> **Short task**:
Render the lines below as a numbered list, skipping blank lines and leaving the pictures out.

> **Entries shown**:
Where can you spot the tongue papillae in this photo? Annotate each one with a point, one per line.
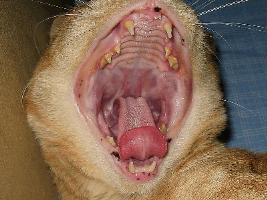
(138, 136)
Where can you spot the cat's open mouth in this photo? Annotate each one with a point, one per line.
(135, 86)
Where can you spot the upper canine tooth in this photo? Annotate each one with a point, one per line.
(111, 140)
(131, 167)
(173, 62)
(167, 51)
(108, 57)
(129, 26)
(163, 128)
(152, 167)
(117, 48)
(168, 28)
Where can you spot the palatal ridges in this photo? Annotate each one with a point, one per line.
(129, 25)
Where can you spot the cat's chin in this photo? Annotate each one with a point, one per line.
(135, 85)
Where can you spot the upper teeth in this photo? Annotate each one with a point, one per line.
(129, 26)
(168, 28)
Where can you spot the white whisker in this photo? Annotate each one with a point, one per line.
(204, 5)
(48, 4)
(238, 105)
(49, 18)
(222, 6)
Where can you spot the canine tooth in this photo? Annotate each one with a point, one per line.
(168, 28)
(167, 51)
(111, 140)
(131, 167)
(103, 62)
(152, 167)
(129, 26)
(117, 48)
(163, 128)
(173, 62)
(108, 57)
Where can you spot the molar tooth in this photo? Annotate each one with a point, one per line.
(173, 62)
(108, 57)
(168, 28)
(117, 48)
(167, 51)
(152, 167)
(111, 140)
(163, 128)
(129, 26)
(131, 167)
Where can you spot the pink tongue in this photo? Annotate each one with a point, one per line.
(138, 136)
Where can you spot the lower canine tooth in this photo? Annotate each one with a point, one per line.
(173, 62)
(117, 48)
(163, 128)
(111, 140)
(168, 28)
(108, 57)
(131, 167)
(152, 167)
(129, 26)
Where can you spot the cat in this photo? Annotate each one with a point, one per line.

> **Result below**:
1. Where can you spot the tongue papillae in this photo? Annotate each one with a point, one per line.
2. (138, 136)
3. Where can you spot the cat's open mouth in this photo? Annotate each one with a point, one per line.
4. (135, 86)
5. Where can you spot the upper canine tooth in this photo? Annotate each one with a point, one per line.
6. (111, 140)
7. (131, 167)
8. (173, 62)
9. (167, 51)
10. (108, 57)
11. (129, 26)
12. (163, 128)
13. (152, 167)
14. (117, 48)
15. (168, 28)
16. Where can you spot the palatal ridges in this photo? Annotate each one with a point, one per line.
17. (129, 25)
18. Where can you spot the cat's chin in this photo? Annotate each one with a point, one per line.
19. (135, 85)
20. Where can you spot the upper teeth in this photo? Annotate each one with a point, one per line.
21. (129, 26)
22. (168, 28)
23. Where can you spot the white whisker in this photo? Annotate each one with a point, one per line.
24. (204, 5)
25. (48, 4)
26. (238, 105)
27. (49, 18)
28. (222, 6)
29. Where can you spot the canine tooth in this photo? Annotate each one with a point, one per line.
30. (168, 28)
31. (167, 51)
32. (111, 140)
33. (131, 167)
34. (103, 62)
35. (152, 167)
36. (129, 26)
37. (117, 48)
38. (163, 128)
39. (173, 62)
40. (108, 57)
41. Where can you spot the molar tooth in this photo? Annotate each one with a point, one per line.
42. (173, 62)
43. (108, 57)
44. (168, 28)
45. (117, 48)
46. (167, 51)
47. (152, 167)
48. (111, 140)
49. (163, 128)
50. (129, 26)
51. (131, 167)
52. Where can you spot the pink tongue in this photo? Annotate each one with a point, one per line.
53. (138, 136)
54. Where can you spot the lower canine tooth in this photo? Annotate each one with a point, one per line.
55. (173, 62)
56. (117, 48)
57. (163, 128)
58. (111, 140)
59. (168, 28)
60. (108, 57)
61. (131, 167)
62. (152, 167)
63. (129, 26)
64. Where can you spot the cat in this photo? Annotate each one with a point, one per line.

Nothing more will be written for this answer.